**Problem to work on:** Type out the entries again, keeping every word unchanged.

[The data — start]

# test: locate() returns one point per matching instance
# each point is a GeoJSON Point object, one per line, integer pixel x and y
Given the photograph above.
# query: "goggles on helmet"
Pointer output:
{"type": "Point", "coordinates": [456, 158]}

[The data — finish]

**Exercise answer:**
# test: locate() returns one point per matching instance
# each point is a GeoJSON Point object, one per line, integer pixel x and y
Given the photograph above.
# query: "goggles on helmet"
Pointer output:
{"type": "Point", "coordinates": [456, 158]}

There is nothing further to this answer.